▸ **Aim of the task**
Write every entry out again exactly, please, and skip the pictures.

▸ **Given records**
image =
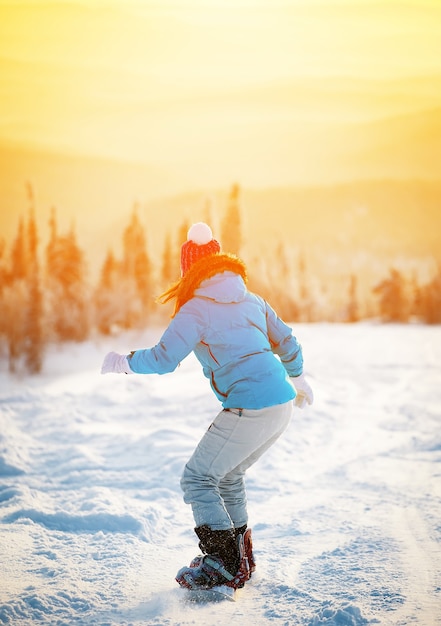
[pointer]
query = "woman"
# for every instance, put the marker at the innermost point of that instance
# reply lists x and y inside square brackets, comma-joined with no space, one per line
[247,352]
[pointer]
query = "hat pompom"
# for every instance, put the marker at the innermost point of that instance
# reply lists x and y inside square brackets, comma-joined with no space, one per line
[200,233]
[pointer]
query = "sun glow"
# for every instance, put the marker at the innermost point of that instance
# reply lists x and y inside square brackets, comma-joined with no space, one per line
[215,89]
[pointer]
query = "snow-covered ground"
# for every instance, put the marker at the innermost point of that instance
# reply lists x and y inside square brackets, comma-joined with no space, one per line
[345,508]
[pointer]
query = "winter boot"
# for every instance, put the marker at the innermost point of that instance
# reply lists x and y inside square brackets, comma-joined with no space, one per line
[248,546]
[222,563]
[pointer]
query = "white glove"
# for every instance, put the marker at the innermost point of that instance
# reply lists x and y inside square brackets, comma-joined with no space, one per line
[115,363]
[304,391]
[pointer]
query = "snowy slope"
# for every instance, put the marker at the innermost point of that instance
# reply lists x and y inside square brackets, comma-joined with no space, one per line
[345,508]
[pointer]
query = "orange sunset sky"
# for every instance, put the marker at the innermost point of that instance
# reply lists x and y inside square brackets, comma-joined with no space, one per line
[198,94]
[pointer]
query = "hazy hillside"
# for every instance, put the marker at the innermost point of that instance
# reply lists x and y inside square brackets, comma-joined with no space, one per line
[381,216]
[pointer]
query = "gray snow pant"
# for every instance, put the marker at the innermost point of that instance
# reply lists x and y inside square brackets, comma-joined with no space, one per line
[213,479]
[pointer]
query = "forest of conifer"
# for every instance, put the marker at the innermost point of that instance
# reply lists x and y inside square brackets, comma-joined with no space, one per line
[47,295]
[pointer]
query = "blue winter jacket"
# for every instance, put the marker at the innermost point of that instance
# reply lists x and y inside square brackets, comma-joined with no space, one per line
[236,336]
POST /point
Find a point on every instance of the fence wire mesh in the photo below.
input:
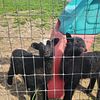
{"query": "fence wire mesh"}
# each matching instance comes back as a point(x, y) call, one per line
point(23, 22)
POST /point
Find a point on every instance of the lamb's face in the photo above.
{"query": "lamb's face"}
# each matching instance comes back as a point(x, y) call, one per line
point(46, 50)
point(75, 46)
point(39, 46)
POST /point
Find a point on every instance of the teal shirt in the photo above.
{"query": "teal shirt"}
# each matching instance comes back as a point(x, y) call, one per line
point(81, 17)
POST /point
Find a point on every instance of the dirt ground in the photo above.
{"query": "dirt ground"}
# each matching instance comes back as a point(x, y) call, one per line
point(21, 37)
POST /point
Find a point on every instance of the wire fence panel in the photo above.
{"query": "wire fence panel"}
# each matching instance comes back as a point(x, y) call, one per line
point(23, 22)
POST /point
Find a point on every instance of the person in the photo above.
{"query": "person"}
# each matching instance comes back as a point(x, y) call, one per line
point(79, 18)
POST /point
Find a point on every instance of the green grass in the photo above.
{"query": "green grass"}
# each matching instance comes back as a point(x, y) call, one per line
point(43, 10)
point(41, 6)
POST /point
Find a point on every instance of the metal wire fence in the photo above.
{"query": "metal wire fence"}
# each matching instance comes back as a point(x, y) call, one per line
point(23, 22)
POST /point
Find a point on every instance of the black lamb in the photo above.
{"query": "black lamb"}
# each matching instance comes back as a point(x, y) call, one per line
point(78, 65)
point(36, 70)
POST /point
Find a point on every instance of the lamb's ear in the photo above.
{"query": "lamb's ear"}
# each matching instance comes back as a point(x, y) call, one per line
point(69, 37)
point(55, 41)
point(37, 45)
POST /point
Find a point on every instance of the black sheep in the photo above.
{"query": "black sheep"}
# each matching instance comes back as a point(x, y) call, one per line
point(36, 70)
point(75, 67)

▸ **Exercise output**
image =
[pointer]
query = "woman"
# for every instance, put the marker at the innermost point of that instance
# reply lists x and y inside square brackets, comma-joined with no space, one per line
[247,352]
[pointer]
query = "hat pompom"
# for every instance, put the marker at the innermost point of that instance
# reply lists x and y inside square brackets, comma-joined with no space, one per line
[200,233]
[pointer]
query = "sun glow"
# for every instance, put the marker at the innermost point of that instance
# reply lists x and y inside square brackets, comma-joined with no space, one per line
[215,89]
[pointer]
query = "snow-covered ground"
# for every instance, put the marker at the innermost point of that instance
# reply lists x and y inside square brackets, comma-joined with no space, one per line
[345,508]
[pointer]
query = "winter boot"
# for every instance, put the marker at the innermost point of that instance
# reply lists x and y inside square brackets, comma-joined with no space, one per line
[248,546]
[222,563]
[pointer]
query = "white glove"
# for every instance, put the marker at the innermost point of that instance
# reply lists x and y inside square brackets, comma-joined with no space, one per line
[115,363]
[304,391]
[pointer]
query = "snowy slope"
# for every instance, put the marker at the innermost point of that instance
# reply lists x and y inside square brackets, comma-joined with no space, one per line
[345,508]
[pointer]
query = "orange sunset sky"
# for every instance, put the marker at the innermost point of that instance
# reply lists x and y inside square brackets, comma-joined with no space, one per line
[198,94]
[pointer]
query = "hazy hillside"
# for every instance, put the marker at the innermost point of that instance
# reply lists x and y inside square brackets, comma-joined with no space, one per line
[381,216]
[pointer]
query = "gray snow pant"
# for every instance, put the marker at the innermost point of that instance
# reply lists x and y inside square brackets, comma-joined with no space, one per line
[213,479]
[pointer]
query = "forest of conifer"
# for every instance, put the marker at the innermost point of that instance
# reply lists x and y inside square brackets, comma-joined with no space, one per line
[47,295]
[pointer]
query = "blue winter jacket"
# for every instance, put the marker at the innermost point of that instance
# reply lists x and y inside square brackets, comma-joined with no space, one per line
[236,336]
POST /point
Find a point on every instance of the fence wire mesh in the photo below.
input:
{"query": "fence wire mesh"}
# each matching instance comes back as a point(x, y) call, one per line
point(23, 22)
POST /point
Find a point on every instance of the lamb's face in the photo above.
{"query": "lamb's face"}
# each matching instance comes back as a point(x, y) call, one per line
point(46, 50)
point(75, 46)
point(39, 46)
POST /point
Find a point on every instance of the teal shirt in the photo above.
{"query": "teal shirt"}
# each matching instance comes back as a point(x, y) call, one per line
point(81, 17)
POST /point
Find a point on every instance of the dirt ground in the photo above.
{"query": "dirt ground"}
# each matching instance comes back as a point(x, y) call, one per line
point(21, 37)
POST /point
Find a point on every instance of the wire fence panel in the photo above.
{"query": "wire fence panel"}
# each matching instance comes back as a point(x, y) call, one per line
point(23, 22)
POST /point
Find a point on every instance of the person in the photo above.
{"query": "person"}
# each matching instance comes back as a point(x, y) call, one per line
point(79, 18)
POST /point
Find a point on every instance of the green grass in the photo above.
{"query": "green grass"}
# each matching instance comes back as a point(x, y) call, one per line
point(43, 10)
point(41, 6)
POST /point
Find a point on every instance of the metal wire fence in the photo above.
{"query": "metal wire fence"}
# each matching instance comes back as a point(x, y) call, one per line
point(23, 22)
POST /point
Find a point on every instance of the black lamb in the photo above.
{"query": "black lamb"}
# each matching instance comes back as a point(x, y) call, one per line
point(78, 65)
point(36, 70)
POST /point
Find a point on every instance of the lamb's ear in the photo above.
{"query": "lamb's ear"}
# each matching instance comes back as a point(x, y) call, one per line
point(69, 37)
point(55, 41)
point(37, 45)
POST /point
Find a point on every instance of the black sheep in the photo above.
{"query": "black sheep"}
# each matching instance comes back as a point(x, y) call, one per line
point(36, 70)
point(75, 67)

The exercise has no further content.